Rewrite all of the records below as a numbered list with one item per line, omitting any blank lines.

-- START OF MATERIAL TO PROCESS --

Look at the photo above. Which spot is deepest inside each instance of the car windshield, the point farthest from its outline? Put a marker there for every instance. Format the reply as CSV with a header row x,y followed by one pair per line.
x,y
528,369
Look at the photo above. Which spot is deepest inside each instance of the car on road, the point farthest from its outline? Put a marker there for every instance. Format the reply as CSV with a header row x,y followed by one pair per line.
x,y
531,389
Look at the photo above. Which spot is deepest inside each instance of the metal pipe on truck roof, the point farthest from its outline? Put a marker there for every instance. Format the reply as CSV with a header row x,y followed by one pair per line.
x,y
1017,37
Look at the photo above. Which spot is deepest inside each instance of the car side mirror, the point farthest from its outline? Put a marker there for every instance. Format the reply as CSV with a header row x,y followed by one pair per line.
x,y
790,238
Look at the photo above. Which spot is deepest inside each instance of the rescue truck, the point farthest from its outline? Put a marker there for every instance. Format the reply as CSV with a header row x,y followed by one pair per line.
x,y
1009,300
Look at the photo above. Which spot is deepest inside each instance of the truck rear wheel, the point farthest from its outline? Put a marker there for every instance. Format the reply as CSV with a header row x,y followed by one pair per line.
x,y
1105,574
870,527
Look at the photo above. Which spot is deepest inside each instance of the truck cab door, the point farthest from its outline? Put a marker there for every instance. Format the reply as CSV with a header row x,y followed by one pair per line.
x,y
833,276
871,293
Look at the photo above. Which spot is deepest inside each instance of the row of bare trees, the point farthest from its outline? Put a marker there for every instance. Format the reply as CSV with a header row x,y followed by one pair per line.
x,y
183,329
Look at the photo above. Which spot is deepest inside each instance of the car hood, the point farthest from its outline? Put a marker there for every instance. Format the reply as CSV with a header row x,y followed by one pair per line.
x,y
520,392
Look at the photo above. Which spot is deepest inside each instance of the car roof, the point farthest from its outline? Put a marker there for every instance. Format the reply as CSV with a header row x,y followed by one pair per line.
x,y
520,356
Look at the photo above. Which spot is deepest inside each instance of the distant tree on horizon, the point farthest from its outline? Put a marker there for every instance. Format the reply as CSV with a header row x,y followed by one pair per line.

-- END OF MATERIAL TO PROCESS --

● SOLUTION FOR THIS TASK
1. Look at the photo above. Which spot is deepest inside each instance of the car windshield, the point farthest from its outline? Put a marker there for every instance. Format the reply as CSV with a header row x,y followed by one pair per line.
2. x,y
3. 528,369
4. Look at the photo above. Which spot is deepest inside each instance of the car on road, the point farthest from its outline? Put a marker there for every instance. Format the reply as CSV with a header row x,y followed by one pair per line.
5. x,y
6. 531,389
7. Look at the photo above. Which spot is deepest inside each instance of the metal pipe on truck roof, the point farthest from its outline? Put a marker there for every instance. Format the reply as CSV with a header row x,y followed by one pair per line.
8. x,y
9. 1017,37
10. Look at the photo above. Which spot is deepest inside each instance of the car side mirror, the point farthest from its outline? Put a marker there for every instance. Format the reply as CSV with a header row x,y followed by one pair per line.
11. x,y
12. 790,238
13. Look at the photo above. Which spot is deepest inside each instance of the rescue truck, the point farthest from its outline? Put a marker there for every instance. Format the reply as CSV with a header row x,y followed by one pair per line.
14. x,y
15. 1009,300
16. Look at the photo above. Which spot is deepest inside each instance of the truck rear wheel, the point farthest from its outline? Put a marker there for every instance. Format the reply as CSV with a header row x,y followed by one pair per line.
17. x,y
18. 1105,574
19. 870,527
20. Look at the photo above. Which spot is deepest inside each instance of the truck cab door, the point farthest from its outline? Put a marker there for every instance. Format the reply as CSV with a header row x,y followed by one pair per line.
21. x,y
22. 833,276
23. 871,293
24. Look at the photo above. Which spot is deepest inside each instance of the row of bare trees, the point farthest from its outline? Put a marker there for every instance. Format the reply as CSV with a header row x,y followed by one pair per line.
25. x,y
26. 183,329
27. Look at the photo above. Which spot is deepest inside each instance of the car hood, the point farthest from its outline? Put a marker there for every instance. Format the reply as CSV with a header row x,y followed by one pair per line.
28. x,y
29. 520,392
30. Look at the photo above. Which spot is deepest inside each instance of the car roof, the point farthest from its outline? Put a marker there for every instance. Format the reply as CSV with a header row x,y followed by one pair per line.
31. x,y
32. 520,356
33. Look at the photo above. Which spot is deepest inside each instance of the distant tree on horizon, the point farthest from its outline? Put a marker there for every instance. Format the reply as CSV with a header row x,y followed by one pair per line.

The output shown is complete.